_Aim_:
Convert all of the data below into a Markdown table with the columns Index and Text. Give each non-blank line its own numbered row, and omit blank lines.
============
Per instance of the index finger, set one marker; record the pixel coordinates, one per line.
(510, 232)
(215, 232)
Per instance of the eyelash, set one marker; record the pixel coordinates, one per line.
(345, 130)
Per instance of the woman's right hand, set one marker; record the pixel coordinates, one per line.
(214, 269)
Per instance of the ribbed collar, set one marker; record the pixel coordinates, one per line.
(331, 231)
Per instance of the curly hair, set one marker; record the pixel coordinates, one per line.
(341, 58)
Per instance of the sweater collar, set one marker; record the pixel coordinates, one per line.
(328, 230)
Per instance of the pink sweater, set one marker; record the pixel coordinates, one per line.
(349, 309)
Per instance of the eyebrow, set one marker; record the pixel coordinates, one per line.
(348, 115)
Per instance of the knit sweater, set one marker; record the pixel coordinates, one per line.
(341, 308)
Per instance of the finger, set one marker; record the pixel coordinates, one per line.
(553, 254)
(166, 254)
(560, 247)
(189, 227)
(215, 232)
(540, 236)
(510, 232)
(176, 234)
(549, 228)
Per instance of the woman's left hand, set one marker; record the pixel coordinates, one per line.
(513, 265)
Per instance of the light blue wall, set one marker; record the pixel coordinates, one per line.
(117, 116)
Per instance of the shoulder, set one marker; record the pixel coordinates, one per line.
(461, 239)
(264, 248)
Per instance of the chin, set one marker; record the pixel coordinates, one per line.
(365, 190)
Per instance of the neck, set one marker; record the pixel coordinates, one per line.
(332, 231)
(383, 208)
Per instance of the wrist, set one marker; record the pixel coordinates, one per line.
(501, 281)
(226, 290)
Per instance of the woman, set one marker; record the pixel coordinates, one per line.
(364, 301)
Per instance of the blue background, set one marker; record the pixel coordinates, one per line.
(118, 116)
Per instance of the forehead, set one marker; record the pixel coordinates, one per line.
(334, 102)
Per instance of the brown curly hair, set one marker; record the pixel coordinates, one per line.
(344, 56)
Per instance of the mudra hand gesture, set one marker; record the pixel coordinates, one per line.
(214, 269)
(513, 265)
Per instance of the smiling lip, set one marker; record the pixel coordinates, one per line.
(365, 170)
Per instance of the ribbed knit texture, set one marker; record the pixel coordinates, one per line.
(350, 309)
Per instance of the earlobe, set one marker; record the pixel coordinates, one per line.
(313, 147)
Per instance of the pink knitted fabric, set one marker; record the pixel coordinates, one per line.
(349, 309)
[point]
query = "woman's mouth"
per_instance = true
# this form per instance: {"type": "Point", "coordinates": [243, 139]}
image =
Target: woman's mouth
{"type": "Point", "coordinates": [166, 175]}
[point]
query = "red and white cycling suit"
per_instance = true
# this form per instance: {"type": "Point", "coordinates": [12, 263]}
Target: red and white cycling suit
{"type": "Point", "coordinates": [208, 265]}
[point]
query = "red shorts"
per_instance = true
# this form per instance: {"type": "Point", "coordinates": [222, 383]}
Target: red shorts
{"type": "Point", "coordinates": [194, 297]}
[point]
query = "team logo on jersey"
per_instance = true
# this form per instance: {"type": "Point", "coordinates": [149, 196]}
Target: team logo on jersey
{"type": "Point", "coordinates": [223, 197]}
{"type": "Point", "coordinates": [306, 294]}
============
_Result for this exercise_:
| Index | Text |
|---|---|
| 1 | Per instance of the index finger, set one marker; record the pixel coordinates, one per line. |
| 2 | (510, 232) |
| 3 | (215, 232) |
| 4 | Per instance of the eyelash, set one marker; record the pixel coordinates, one per line. |
| 5 | (345, 130) |
| 6 | Per instance of the woman's right hand, set one marker; record the pixel coordinates, one per line. |
| 7 | (214, 269) |
| 8 | Per instance of the ribbed collar, set one marker; record the pixel coordinates, one per line. |
| 9 | (331, 231) |
| 10 | Per instance of the curly hair, set one marker; record the pixel coordinates, one per line. |
| 11 | (341, 58) |
| 12 | Per instance of the sweater collar, set one marker; record the pixel coordinates, one per line. |
| 13 | (328, 230) |
| 14 | Per instance of the pink sweater, set one marker; record the pixel coordinates, one per line. |
| 15 | (349, 309) |
| 16 | Per instance of the eyebrow, set one marker; record the pixel coordinates, one per line. |
| 17 | (348, 115) |
| 18 | Per instance of the knit sweater, set one marker; record the pixel coordinates, one per line. |
| 19 | (341, 308) |
| 20 | Per instance of the finger, set one marker; record the pixel coordinates, one per line. |
| 21 | (553, 254) |
| 22 | (166, 254) |
| 23 | (560, 247) |
| 24 | (189, 227) |
| 25 | (215, 232) |
| 26 | (540, 236) |
| 27 | (510, 232) |
| 28 | (176, 234) |
| 29 | (549, 228) |
| 30 | Per instance of the woman's left hand, set one marker; record the pixel coordinates, one per line. |
| 31 | (513, 265) |
| 32 | Per instance of the light blue wall, set one marker; record the pixel coordinates, one per line. |
| 33 | (117, 116) |
| 34 | Per instance of the shoulder, set one marker; record the pixel coordinates, one per line. |
| 35 | (461, 239) |
| 36 | (264, 248) |
| 37 | Per instance of the chin, set one marker; record the pixel coordinates, one per line. |
| 38 | (365, 190) |
| 39 | Per instance of the neck, set one marker; record the pixel coordinates, one per line. |
| 40 | (332, 231) |
| 41 | (383, 208) |
| 42 | Per instance of the wrist, set one marker; record the pixel coordinates, one per line. |
| 43 | (501, 281) |
| 44 | (226, 290) |
| 45 | Per instance of the woman, set one marker; record the pixel coordinates, one per line. |
| 46 | (364, 301) |
| 47 | Per instance of the blue background, set one marker; record the pixel coordinates, one per line. |
| 48 | (118, 116) |
| 49 | Per instance of the forehead, set one marker; record the pixel coordinates, one per line. |
| 50 | (334, 102) |
| 51 | Per instance of the brown curly hair, set one marker; record the pixel coordinates, one per line. |
| 52 | (344, 56) |
| 53 | Per instance of the mudra hand gesture, set one marker; record the pixel coordinates, one per line. |
| 54 | (214, 269) |
| 55 | (513, 265) |
| 56 | Per instance of the smiling lip, set one marker; record the pixel coordinates, one per line. |
| 57 | (365, 170) |
| 58 | Per instance of the ribbed knit texture, set one marker; record the pixel coordinates, one per line. |
| 59 | (350, 309) |
| 60 | Per instance of the earlobe, set one marker; record the pixel coordinates, one per line. |
| 61 | (313, 147) |
| 62 | Per instance of the pink knitted fabric, set one marker; record the pixel coordinates, one per line. |
| 63 | (349, 309) |
| 64 | [point] |
| 65 | query = "woman's mouth" |
| 66 | per_instance = true |
| 67 | # this form per instance: {"type": "Point", "coordinates": [243, 139]} |
| 68 | image = |
| 69 | Target: woman's mouth |
| 70 | {"type": "Point", "coordinates": [166, 175]} |
| 71 | [point] |
| 72 | query = "red and white cycling suit" |
| 73 | per_instance = true |
| 74 | # this form per instance: {"type": "Point", "coordinates": [12, 263]} |
| 75 | Target: red and white cycling suit |
| 76 | {"type": "Point", "coordinates": [208, 265]} |
| 77 | [point] |
| 78 | query = "red shorts" |
| 79 | per_instance = true |
| 80 | # this form per instance: {"type": "Point", "coordinates": [222, 383]} |
| 81 | Target: red shorts |
| 82 | {"type": "Point", "coordinates": [194, 297]} |
| 83 | [point] |
| 84 | query = "team logo on jersey" |
| 85 | per_instance = true |
| 86 | # this form per instance: {"type": "Point", "coordinates": [149, 196]} |
| 87 | Target: team logo on jersey |
| 88 | {"type": "Point", "coordinates": [223, 197]} |
| 89 | {"type": "Point", "coordinates": [306, 294]} |